• **Selected text**:
---
In the general case, this analysis needs to analyze the call graph for all functions and build strongly connected components (SCCs). The call graph could either be created before lowering or built while lowering. The current implementation does the latter, and in a post-processing phase we can conclude equivalence and simplify the emitted LLVM IR by deleting unnecessary parts.

A non-viable option is building the call graph based on the information “what are all call sites of myself, where I am a specific function”, because this information is not available until processing the function bodies of all specific functions. This is an optimization done so that the definition of a specific isn’t emitted until a use of it is found. Building that information would duplicate all the lowering logic, minus the LLVM IR creation.

Function fingerprints

Even with limiting the comparison of specific functions to those defined from the same generic, a comparison algorithm would still end up with quadratic complexity in the number of specifics for that generic.

We define two fingerprints for each specific:

specific_fingerprint: Includes all specific-dependent information.
common_fingerprint: Includes the same except for specific_id information, as specific_ids can only be determined to be equivalent after building an equivalence SCC.

Two specific functions are equivalent if their specific_fingerprints are equal and are not equivalent if their common_fingerprints differs. If the common_fingerprints are equal but the specific_fingerprints are not, the two functions may still be equivalent.

Ideally, the specific_fingerprint can be used as a unique hash to first coalesce all specific functions with this same fingerprint, with no additional checks. Then, all remaining functions may use the common_fingerprint as another unique hash to group remaining potential candidates for coalescing. Then, only those with this same common_fingerprint are processed in a quadratic pass walking all calls instructions and comparing if the specific_id information is equivalent. These optimizations are not currently implemented.

Note that this does not coalesce non-specifics.

Canonical specific to use

For determining the canonical specific to use, we use a disjoint set.

Algorithm details

Below is a pseudocode of the existing algorithm in toolchain/lower/specific_coalescer.*.

The implementation can be found in specifics_coalescer.h and specifics_coalescer.cpp.

At the top level, the current algorithm first generates all function definitions, and once this is complete, it performs the logic to coalesce specifics and delete the redundant LLVM function definitions.
---
• **Task brief**: Continue the text on coalescing equivalent specific functions from the point where it stops. The items are not needed for this.

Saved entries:
---
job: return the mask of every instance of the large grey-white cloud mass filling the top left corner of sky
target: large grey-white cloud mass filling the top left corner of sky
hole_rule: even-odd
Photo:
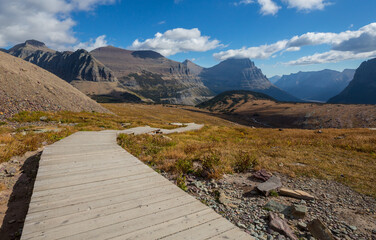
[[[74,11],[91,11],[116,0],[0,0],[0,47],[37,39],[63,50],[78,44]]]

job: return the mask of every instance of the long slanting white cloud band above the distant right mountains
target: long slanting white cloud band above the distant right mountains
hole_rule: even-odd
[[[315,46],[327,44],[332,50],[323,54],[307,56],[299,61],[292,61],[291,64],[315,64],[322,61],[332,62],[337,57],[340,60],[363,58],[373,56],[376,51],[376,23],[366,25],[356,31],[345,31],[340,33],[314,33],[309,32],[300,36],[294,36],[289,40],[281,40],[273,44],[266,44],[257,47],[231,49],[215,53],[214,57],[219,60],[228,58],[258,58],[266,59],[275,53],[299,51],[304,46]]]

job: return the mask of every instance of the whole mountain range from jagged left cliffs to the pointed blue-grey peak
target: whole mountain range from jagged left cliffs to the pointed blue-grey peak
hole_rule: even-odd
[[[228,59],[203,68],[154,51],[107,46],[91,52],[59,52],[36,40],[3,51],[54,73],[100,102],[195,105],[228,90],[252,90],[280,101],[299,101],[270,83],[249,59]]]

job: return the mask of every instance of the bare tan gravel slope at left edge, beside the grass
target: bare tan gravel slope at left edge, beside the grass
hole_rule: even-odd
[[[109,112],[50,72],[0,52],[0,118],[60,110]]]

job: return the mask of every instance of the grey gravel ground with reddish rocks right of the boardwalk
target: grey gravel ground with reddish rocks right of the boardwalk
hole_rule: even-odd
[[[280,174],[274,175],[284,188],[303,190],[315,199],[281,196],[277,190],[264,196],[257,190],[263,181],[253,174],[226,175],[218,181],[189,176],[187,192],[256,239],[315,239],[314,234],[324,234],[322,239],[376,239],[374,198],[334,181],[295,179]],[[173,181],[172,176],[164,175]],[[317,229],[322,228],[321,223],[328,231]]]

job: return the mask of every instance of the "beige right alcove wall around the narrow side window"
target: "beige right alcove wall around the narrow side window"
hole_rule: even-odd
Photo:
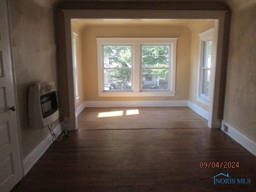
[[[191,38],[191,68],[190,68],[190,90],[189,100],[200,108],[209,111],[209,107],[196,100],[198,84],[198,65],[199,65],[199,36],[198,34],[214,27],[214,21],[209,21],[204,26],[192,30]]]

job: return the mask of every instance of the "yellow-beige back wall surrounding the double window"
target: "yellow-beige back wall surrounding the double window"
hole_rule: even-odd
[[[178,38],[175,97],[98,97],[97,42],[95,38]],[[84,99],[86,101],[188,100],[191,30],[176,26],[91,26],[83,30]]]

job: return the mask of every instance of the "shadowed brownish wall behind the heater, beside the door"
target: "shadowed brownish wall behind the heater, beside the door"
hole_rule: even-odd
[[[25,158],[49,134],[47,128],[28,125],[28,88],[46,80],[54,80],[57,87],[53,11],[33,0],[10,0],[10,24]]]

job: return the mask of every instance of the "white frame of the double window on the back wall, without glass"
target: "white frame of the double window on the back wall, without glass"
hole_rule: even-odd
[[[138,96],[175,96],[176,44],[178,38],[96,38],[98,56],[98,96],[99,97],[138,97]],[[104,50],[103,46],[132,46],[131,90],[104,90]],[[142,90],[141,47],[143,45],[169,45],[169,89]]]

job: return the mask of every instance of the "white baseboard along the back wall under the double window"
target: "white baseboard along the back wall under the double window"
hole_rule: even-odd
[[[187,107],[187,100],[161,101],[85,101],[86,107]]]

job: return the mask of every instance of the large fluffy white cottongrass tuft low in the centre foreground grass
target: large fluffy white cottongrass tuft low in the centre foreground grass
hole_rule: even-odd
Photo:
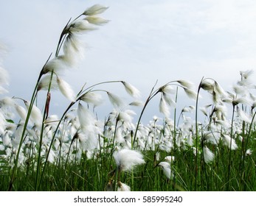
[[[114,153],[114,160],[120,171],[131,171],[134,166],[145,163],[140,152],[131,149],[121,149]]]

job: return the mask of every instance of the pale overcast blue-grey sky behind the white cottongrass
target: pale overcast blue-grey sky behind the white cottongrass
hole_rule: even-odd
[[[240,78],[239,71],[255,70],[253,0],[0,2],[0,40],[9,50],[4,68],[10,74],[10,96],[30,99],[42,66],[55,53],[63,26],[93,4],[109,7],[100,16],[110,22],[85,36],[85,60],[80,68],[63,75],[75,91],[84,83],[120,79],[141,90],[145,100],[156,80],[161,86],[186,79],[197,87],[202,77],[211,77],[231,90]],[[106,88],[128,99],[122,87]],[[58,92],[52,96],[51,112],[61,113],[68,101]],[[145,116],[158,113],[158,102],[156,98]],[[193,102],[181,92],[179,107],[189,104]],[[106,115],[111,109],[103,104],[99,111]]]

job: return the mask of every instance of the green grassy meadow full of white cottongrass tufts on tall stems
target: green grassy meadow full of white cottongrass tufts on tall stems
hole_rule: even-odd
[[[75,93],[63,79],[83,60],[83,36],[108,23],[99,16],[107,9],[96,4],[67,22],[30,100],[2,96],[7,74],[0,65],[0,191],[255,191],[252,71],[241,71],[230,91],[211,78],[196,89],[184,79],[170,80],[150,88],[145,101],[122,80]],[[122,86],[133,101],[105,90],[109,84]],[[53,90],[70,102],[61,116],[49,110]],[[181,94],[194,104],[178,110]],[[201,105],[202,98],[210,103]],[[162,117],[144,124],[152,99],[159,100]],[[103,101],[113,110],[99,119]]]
---
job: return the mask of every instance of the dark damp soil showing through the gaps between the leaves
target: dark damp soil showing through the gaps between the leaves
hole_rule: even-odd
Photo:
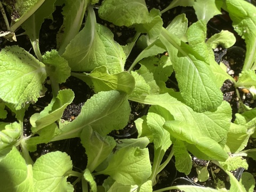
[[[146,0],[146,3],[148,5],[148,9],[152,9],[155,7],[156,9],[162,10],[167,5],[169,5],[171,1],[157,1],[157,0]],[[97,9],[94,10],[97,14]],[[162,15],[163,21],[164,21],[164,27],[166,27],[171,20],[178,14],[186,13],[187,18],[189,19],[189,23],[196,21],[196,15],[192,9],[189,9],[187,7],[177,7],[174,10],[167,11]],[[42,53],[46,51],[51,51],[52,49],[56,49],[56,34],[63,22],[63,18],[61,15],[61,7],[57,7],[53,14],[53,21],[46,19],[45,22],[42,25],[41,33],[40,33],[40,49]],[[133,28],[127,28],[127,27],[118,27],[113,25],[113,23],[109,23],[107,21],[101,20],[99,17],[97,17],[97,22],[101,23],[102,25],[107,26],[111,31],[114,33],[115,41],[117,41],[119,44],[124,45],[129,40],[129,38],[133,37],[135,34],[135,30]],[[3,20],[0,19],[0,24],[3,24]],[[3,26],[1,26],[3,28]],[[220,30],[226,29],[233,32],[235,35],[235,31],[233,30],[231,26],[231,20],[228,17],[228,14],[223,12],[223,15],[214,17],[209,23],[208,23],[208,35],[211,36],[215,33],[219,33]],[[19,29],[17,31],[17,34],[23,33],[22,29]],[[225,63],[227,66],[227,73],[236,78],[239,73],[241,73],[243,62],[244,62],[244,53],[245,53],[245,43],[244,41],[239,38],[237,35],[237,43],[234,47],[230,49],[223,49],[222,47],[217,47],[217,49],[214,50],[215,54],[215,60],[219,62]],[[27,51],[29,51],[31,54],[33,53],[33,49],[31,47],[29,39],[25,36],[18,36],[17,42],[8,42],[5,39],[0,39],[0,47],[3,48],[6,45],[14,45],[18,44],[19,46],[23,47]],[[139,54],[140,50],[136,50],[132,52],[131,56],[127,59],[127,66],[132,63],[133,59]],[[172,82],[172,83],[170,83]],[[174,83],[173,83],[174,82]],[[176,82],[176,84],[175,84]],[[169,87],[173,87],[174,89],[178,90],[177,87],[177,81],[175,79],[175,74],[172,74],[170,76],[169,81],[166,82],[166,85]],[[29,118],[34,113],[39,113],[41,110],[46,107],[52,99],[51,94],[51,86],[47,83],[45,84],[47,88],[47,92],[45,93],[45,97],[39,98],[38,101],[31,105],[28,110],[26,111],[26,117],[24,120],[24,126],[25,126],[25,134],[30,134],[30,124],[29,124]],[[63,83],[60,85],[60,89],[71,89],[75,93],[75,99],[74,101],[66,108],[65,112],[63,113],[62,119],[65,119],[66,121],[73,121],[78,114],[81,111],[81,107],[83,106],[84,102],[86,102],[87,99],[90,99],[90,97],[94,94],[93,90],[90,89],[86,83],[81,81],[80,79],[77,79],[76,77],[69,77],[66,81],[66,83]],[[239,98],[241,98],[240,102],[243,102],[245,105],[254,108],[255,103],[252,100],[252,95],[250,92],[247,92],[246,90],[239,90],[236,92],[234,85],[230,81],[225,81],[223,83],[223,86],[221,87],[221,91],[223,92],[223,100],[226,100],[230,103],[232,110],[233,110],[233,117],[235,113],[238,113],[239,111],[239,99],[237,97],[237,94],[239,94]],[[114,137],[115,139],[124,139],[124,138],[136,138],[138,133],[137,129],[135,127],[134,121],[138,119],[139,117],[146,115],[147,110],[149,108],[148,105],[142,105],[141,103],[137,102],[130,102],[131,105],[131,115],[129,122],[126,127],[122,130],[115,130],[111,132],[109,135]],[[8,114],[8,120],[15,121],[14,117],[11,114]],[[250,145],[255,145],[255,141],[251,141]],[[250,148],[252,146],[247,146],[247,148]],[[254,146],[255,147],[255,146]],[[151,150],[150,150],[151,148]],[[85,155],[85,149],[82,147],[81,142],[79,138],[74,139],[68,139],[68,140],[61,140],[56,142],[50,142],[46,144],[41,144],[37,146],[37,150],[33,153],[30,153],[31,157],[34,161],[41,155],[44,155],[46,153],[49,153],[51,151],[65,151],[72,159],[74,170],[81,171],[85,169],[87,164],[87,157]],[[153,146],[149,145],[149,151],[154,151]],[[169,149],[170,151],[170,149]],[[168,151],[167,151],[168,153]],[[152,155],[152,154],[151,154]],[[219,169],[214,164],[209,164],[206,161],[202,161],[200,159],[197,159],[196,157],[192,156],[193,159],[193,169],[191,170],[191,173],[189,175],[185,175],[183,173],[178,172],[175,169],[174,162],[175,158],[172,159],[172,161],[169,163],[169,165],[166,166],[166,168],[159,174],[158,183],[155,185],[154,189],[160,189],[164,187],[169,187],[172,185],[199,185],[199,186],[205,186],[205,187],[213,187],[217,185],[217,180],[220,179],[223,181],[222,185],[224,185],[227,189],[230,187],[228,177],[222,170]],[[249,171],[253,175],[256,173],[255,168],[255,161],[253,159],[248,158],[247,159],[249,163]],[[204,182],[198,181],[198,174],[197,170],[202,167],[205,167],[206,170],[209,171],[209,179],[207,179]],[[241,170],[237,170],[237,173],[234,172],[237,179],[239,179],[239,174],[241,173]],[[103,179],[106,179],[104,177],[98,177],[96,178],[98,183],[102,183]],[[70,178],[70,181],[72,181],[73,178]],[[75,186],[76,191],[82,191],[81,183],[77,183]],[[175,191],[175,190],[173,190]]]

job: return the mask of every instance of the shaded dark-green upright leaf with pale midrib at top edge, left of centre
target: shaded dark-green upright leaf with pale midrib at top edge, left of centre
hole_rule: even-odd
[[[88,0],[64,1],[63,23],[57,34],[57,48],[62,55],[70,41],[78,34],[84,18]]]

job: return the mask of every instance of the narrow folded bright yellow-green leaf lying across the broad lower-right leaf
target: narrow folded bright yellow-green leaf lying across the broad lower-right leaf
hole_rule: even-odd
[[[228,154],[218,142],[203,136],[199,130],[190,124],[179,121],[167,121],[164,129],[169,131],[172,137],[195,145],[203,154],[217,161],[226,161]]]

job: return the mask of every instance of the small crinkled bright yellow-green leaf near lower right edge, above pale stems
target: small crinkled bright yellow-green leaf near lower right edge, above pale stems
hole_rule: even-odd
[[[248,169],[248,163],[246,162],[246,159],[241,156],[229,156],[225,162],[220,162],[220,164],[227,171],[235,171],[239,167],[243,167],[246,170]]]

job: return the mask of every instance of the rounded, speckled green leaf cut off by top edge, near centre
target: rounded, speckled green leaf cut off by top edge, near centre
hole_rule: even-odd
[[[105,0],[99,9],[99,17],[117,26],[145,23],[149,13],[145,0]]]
---
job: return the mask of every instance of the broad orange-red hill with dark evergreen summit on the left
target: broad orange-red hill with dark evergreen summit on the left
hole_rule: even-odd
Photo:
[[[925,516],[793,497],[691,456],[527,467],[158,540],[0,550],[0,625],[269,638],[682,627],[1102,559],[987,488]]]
---
• **Response below**:
LowerToLLVM () {
  for all non_generic_functions
    CreateLLVMFunctionDefinition (function, no_specific_id);
  PerformCoalescingPostProcessing ();
}

The lowering starts with all non-generic functions. While lowering these, when calls to specifics are encountered, it also generates definitions for those specific functions.

For each lowered specific function definition, we create the SpecificFunctionFingerprint, which includes the two fingerprints, and a list of calls to other specific functions.

CreateLLVMFunctionDefinition (function, specific_id) {
  For each SemIR instruction in the function:
    Step 1: Emit LLVM IR for the instruction
    Step 2: If the instruction is specific-dependent, hash it and add to its `common_fingerprint`
    Step 3: If the SemIR instruction is a call to a specific,
      a) Create a definition for this specific_id if it doesn't exist:
        CreateLLVMFunctionDefinition (function, specific_id);
      b) Hash the specific_id to the current function's `specific_fingerprint`
      c) Add the non-hashed specific_id to list of calls performed
}

The logic that performs the actual coalescing analyzes all specifics. For each pair of two specifics, it first checks if the LLVM function types match (using a third hash-like fingerprint: function_type_fingerprint for storage optimization), then if these are equivalent based on the SpecificFunctionFingerprint. For each pair of equivalent functions found (in a callgraph SCC), one function will be marked non-canonical: its uses are replaced with the canonical one and its definition will ultimately be deleted.

PerformCoalescingPostProcessing () {
  for each two specifics of the same generic {
    if function_type_fingerprints differ {
      track as non-equivalent
      continue
    }

    add the two specifics to assumed equivalent specifics list
    if (CheckIfEquivalent(two specifics, assumed equivalent specifics list)) {
      for each two equivalent specifics found {
        find the canonical specific & mark the duplicates for replacement/deletion
    }
  }
  replace all duplicate specifics with the respective canonical specifics
  and delete all replaced LLVM function definitions.
}

The equivalence check for specifics based on the constructed SpecificFunctionFingerprint can make an early non-equivalence determination based on the common_fingerprints, and an early equivalence determination based on the specific_fingerprints. Otherwise, it uses the call list and recurses to make the determination for all functions in the SCC call graph (in practice the implementation uses a worklist to avoid the recursion).

CheckIfEquivalent(two specifics, &assumed equivalent specifics) -> bool {
  if common_fingerprints are non-equal {
    track as non-equivalent specifics
    return false
  }
  if specific_fingerprints are equal {
    track as equivalent specifics
    return true
  }
  if already tracked as equivalent or assumed equivalent specifics {
    return true
  }

  for each of the calls in each of the specifics {
    if the functions called are the same or already equivalent or assumed equivalent specifics {
      continue
    }
    if the functions called are already non-equivalent specifics {
      return false
    }
    add <pair of calls> to assumed equivalent specifics
    if !CheckIfEquivalent(specifics in <pair of calls>, assumed equivalent specifics) {
      return false;
    }
  }
}

Alternatives considered

Coalescing in the front-end vs back-end?

An alternative considered was not doing any coalescing in the front-end and relying on LLVM to make the analysis and optimization. The current choice was made based on the expectation that such an LLVM pass would be more costly in terms of compile-time. The relative cost has not yet been evaluated.

When to do coalescing in the front-end?

The analysis and coalescing could be done prior to lowering, after specialization. The advantage of that choice would be avoiding to lower duplicate LLVM functions and then removing the duplicates. The disadvantage of that choice would be duplicating much of the lowering logic, currently necessary to make the equivalence determination.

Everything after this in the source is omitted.